## What is needed
Write the next part of the story about the pregnancy news phoned to a friend abroad, picking up right after its last paragraph.

Long distance news

The phone rang and I heard his voice on the other end, muffled and broken. I was catching every third word.. “morning… the… and… is… can’t… you… ring…in… out”. “Ring me back now”, I hissed, “I need to speak to you.” I picked up the incoming call moments later. “Sorry babes, I was in the Guggenheim. What’s up?” Despite the distance, he sounded so close, so familiar. I sensed that, in moments, he would sound a million miles away. “I’m pregnant”. There was a pause. “Wow”. “Wow.” Another pause. “Wow”. And then the usual questions spilled out. Was I sure? How many tests had I taken? Could it be wrong? Was there such thing as a false positive? Should I take another to make sure? I answered them all. I was sure. Two. Maybe. I think there can be false negatives, but not false positives. Yes, I would get one that didn’t cost £3.99.

I don’t know what I expected his reaction to be. He’d been the friend that I’d confided in for a long time, chosen because of his calmness and his rationality. I knew many people who felt the same way as he was often picking up the phone to mildly-hysterical friends who needed a dose of his kind, reassuring take on life. But I had no idea whether that stretched to his own life, to me phoning him on a Wednesday morning and turning his life upside down. We agreed that I would go and buy the pregnancy test that indicates just how pregnant you are and I hung up.

He and I had met nine years earlier. He had been my university friend’s older brother, visiting the campus for a weekend of cheap alcohol, student parties and (I imagine) hitting on his little sister’s fresher friends. He had been getting over a recently ended relationship and had a recklessness about him that only romantic heartbreak can bring. I had yet to be heartbroken at this point, my handsome French boyfriend still eight months from breaking up with me one Saturday morning, leaving me an emancipated alcoholic for many months.

## Data shown

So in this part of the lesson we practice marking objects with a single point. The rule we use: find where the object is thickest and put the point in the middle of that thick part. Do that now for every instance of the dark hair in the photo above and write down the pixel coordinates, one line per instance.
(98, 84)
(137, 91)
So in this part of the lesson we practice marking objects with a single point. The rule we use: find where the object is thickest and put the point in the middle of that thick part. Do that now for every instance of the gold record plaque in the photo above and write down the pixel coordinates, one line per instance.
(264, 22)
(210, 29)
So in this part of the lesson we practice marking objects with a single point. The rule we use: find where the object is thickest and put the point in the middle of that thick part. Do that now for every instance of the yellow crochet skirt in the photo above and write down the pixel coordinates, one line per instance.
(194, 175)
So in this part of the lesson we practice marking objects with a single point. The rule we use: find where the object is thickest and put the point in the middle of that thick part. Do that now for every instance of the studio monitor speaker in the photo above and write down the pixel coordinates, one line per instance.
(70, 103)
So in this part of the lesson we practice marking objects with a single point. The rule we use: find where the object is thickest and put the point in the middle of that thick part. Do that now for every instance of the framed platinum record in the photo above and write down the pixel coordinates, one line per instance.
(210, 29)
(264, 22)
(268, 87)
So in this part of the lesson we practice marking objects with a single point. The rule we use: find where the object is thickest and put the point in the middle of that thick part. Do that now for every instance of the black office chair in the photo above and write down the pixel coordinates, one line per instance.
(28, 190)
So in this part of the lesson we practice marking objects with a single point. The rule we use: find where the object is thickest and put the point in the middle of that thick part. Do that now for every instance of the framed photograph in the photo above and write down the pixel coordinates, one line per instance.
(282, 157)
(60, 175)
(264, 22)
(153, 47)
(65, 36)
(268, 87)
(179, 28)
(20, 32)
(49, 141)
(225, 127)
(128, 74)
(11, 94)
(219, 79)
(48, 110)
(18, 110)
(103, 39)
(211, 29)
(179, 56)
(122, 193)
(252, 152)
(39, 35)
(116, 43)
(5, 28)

## Response to the exercise
He told me many years later that he had fancied me that weekend, drunkenly and ambitiously flirting as we necked two litre bottles of strongbow and shared around take out pizza. As if in a body armour of idyllic (and nauseating) happiness with the Frenchman, it bounced off me without my noticing. I wouldn’t see him again for six years.

Fast forward nine years, here I was buying a second pregnancy test from Boots. The same Boots where I had picked up the Morning After Pill three weeks earlier. In retrospect, I should have punched the pharmacist on the way out. Again, I was confident of the outcome. Although, this time, I knew it would say pregnant. And because it was one of those expensive digital tests, it wouldn’t only show a little blue line. It would say in black letters very, very pregnant. You drunken slut. I texted him the result. A few minutes passed and then my screen lit up.

“I’ll remember this as the day I found out that I had a child on the way and sat in Central Park as I talked to my beautiful partner about what comes next.”